In this context, I’m not sure whether these advertisements for Martini Bitter are more or less disturbing than those for Rachachuros and McCormick seasonings or the DIY tutorial for making bikini-clad turkeys.

Each image depicts a living “food” animal dressed to look like an “easy” woman.

From top to bottom, we have:

Martini Bitter - Beef

“Beef”: In a smoky, hazy (read: seedy) bar or night club, a cow leans suggestively on the counter, as if to order a drink or “pick up” the man standing next to her – that is, the man behind the camera (hello, male gaze!). Her hoofs – which, somewhat suggestively, resemble the tips of two penises* – are crossed loosely at the wrists (ankles?). She’s white, with a full head of flowing white hair. However, the lighting in the bar casts a soft pink hue on her fur.

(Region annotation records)
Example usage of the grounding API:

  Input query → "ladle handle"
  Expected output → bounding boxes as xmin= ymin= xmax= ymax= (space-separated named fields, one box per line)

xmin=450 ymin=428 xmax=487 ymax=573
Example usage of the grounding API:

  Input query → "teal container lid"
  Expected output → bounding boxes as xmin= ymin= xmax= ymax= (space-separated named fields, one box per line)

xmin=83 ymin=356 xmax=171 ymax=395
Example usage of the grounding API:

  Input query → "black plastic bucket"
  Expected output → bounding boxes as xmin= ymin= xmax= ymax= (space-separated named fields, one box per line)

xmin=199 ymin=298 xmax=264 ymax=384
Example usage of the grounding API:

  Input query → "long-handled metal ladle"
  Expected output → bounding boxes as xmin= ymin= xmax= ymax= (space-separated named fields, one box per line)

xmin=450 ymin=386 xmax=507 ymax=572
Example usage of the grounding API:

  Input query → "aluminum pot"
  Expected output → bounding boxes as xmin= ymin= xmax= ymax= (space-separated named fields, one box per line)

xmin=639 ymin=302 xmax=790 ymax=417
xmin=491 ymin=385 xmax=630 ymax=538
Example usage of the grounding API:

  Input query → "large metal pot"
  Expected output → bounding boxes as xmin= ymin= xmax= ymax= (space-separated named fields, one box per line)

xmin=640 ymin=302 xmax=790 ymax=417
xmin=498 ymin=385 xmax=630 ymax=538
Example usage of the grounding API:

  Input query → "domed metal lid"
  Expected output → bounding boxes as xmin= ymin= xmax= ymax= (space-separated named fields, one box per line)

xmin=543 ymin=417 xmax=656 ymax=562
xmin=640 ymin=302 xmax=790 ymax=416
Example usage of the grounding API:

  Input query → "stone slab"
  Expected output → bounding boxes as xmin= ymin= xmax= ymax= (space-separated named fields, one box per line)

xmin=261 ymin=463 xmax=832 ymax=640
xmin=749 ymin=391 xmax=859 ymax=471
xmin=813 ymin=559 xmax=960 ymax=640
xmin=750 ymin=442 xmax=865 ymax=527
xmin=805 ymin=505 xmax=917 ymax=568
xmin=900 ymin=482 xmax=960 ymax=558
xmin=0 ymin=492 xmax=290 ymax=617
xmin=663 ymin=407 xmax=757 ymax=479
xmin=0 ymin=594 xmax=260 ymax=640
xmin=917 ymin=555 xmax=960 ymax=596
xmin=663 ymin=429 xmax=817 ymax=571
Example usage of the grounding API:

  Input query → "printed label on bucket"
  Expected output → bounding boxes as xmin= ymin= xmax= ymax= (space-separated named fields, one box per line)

What to work on:
1. Reproduce the stretch of the piece on the Martini Bitter ads from "From top to" through "on her fur.".
2. In the piece on the Martini Bitter ads, what hue does the bar's lighting cast on the cow's fur in the "Beef" ad?
3. Write the next part of the piece on the Martini Bitter ads, starting after its last sentence.
The records have nothing to do with this.

Replies:
1.
From top to bottom, we have:

Martini Bitter - Beef

“Beef”: In a smoky, hazy (read: seedy) bar or night club, a cow leans suggestively on the counter, as if to order a drink or “pick up” the man standing next to her – that is, the man behind the camera (hello, male gaze!). Her hoofs – which, somewhat suggestively, resemble the tips of two penises* – are crossed loosely at the wrists (ankles?). She’s white, with a full head of flowing white hair. However, the lighting in the bar casts a soft pink hue on her fur.

2. A soft pink hue.

3.
We know that the cow is a “she” because her body has all the trappings of femininity: she wears a tight blue dress, complete with cleavage and plunging neckline (instead of multiple udders, the cow has been enhanced with two D-cups!); her outfit is accessorized with multiple necklaces and bracelets; and she carries a pink purse slung over one shoulder. (In fact, her garish pink purse doesn’t quite obscure the subtle curve of her ass; you can spot it, hiding in the shadows – if you dare!) The cow wears makeup, too: a hint of pink eyeshadow and lipstick. Sadly, the makeup might be the most tasteful aspect of this “artwork”!

All in all, the “beef” ad has a very ’80s feel about it. Possibly the cow is just a “loose,” liberated women, looking for a one-night stand; or perhaps she’s a (*ahem*) “working girl.” Either way, the viewer is meant to understand that she (*gasp*) enjoys sex – and quite a bit of it, at that.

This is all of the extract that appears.